■ Exercise instructions: Pick out each line in the records below that contains the word "instance", and copy those lines.

■ Stored data:
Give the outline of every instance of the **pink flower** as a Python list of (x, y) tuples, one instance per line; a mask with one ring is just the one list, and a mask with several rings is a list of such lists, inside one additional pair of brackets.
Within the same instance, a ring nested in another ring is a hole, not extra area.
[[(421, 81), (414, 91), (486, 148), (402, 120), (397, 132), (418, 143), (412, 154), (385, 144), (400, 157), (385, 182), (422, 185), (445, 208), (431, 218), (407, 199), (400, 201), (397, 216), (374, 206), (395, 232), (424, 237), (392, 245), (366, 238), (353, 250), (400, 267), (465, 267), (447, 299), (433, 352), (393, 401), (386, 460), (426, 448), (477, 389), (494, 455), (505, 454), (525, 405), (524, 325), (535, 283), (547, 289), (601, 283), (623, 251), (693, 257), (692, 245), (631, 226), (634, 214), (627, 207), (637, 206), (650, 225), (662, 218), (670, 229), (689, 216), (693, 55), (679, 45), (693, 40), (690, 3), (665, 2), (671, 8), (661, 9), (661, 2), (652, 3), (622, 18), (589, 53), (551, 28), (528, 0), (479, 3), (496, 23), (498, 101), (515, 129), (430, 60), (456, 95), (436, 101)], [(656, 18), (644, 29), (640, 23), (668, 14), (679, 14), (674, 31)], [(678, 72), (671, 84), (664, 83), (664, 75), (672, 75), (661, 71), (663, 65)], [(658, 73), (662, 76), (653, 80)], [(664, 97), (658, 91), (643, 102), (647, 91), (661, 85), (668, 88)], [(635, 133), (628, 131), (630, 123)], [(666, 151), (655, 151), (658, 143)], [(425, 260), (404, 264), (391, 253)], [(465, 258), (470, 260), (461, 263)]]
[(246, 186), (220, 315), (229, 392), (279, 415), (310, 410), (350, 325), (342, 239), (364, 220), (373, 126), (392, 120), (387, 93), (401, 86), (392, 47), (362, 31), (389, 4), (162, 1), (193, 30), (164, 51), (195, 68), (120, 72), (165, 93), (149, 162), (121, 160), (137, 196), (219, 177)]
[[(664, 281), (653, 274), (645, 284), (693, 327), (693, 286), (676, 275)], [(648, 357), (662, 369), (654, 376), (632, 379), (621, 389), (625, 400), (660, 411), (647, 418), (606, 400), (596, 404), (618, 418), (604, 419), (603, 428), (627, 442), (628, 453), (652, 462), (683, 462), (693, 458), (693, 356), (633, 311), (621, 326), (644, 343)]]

■ Response for this exercise:
Give the outline of every instance of the **pink flower** as a Python list of (x, y) tuples, one instance per line; a mask with one ring is just the one list, and a mask with several rings is a list of such lists, inside one additional pair of brackets.
Within the same instance, a ring nested in another ring is a hole, not extra area.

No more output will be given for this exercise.